SOURCE DOCUMENT START

So no.  I don't think parenting books work at all.
   

Putty.

        I recently was blessed with a summer fling.  I've always wanted one, I've always wanted to fall in love in a summer or kiss someone while sitting in grass under the universe's welcoming glow.  I'm not falling in love, but I am infatuated and it is summer and we do make out and stuff.  I think it's a summer fling, but who knows.  Gay men seem to be scared of labels, I am not one of those men.  I think he is though.  At any rate, he likes bright colors, smiles incessantly and holds me really nicely.  
        The prospect of dating in the summer fascinates me, because it's foreign, as I either date in the lonely months of winter or I date men who can't process the words, "lets go on a nature walk."  I've never dated someone who kissed me under that stars.  I've always wanted to.  I've always been eager to taste the lips of a man, and at that moment feel the universal nudge.  I almost had it once, with Cow.  We had taken a road trip to a hippie festival in Minnesota with our mutual friends Aurora and Bre.  It was mid June and Cow and I had been dating for about three months.
        Our road trip started by me locking the keys in the trunk and Aurora showing up with almost no luggage with so much whiskey in her stomach her face swelled.  After Aurora danced on my car in heels, leaving dents as deep as oil mils, and having the security guard at a near by art school unlock my car with a crow bar, I started to feel like the universe was telling me something.  As if it were telling me to clench my but hole and get ready for the ride, because I was  about to go on a wild road trip with someone I was going to fall wildly in love with.

SOURCE DOCUMENT END
RECORD SET START

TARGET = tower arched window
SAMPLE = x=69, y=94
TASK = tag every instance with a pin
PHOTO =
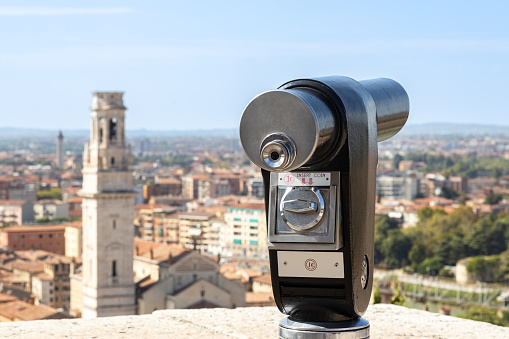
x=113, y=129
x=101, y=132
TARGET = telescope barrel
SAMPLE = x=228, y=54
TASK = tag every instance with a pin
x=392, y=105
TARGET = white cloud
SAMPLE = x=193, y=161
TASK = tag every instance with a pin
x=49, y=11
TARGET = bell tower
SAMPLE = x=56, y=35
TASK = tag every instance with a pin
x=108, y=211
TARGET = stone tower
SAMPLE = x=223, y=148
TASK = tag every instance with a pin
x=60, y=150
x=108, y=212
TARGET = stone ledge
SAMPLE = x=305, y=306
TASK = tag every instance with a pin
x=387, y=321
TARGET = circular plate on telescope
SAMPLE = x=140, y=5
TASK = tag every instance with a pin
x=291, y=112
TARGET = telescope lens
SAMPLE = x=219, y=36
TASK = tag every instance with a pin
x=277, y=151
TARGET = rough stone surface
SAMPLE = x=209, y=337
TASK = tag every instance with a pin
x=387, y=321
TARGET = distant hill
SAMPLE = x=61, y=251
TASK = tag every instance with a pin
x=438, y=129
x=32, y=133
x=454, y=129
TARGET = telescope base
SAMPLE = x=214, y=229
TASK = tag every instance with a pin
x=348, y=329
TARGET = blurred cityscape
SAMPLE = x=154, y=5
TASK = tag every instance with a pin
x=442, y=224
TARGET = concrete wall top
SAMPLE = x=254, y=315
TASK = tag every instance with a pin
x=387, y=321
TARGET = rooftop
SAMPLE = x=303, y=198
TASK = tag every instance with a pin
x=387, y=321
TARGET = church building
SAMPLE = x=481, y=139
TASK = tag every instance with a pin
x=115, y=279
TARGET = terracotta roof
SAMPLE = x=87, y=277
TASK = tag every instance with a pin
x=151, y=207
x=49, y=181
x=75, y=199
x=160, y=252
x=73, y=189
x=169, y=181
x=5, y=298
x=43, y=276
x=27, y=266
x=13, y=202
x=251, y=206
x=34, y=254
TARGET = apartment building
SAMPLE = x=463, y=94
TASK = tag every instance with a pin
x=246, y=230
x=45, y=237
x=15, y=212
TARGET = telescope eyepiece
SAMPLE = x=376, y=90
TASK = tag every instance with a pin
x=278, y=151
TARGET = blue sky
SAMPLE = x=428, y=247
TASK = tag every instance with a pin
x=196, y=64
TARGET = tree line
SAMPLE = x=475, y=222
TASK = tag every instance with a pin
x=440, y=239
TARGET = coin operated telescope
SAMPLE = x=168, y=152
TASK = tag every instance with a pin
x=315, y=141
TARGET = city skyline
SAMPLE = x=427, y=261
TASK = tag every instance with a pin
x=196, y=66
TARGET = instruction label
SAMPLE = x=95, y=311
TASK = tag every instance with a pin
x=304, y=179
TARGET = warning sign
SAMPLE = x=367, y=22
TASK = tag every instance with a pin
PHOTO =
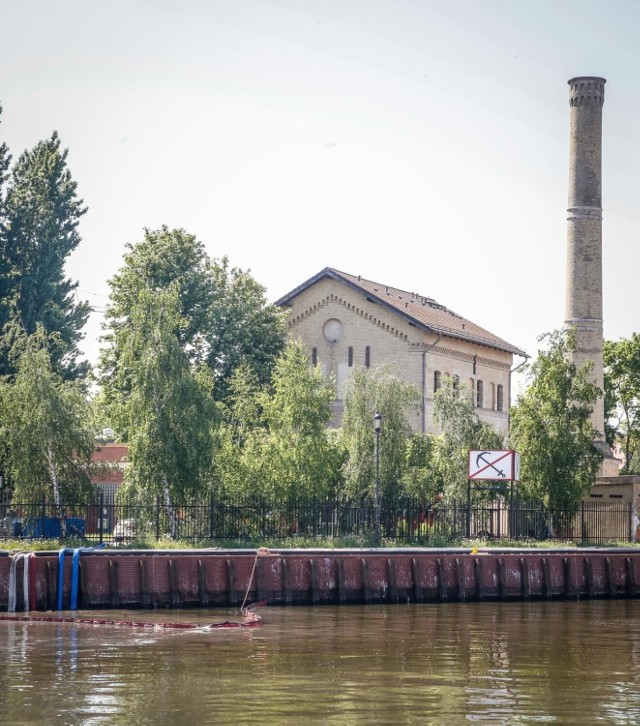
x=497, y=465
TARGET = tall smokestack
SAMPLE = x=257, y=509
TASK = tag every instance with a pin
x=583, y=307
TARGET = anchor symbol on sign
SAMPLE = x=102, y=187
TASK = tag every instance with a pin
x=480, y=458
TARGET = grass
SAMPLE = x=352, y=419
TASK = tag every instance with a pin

RECORD SET END

[WHAT TO WORK ON]
Answer these questions using the text about a summer fling.
(a) In which state was the hippie festival that Cow and the narrator drove to?
(b) How long had Cow and the narrator been dating at the time of the trip?
(c) Who unlocked the narrator's car, and with what tool?

[SOLUTION TO THE PROBLEM]
(a) Minnesota.
(b) About three months.
(c) The security guard at a nearby art school, with a crow bar.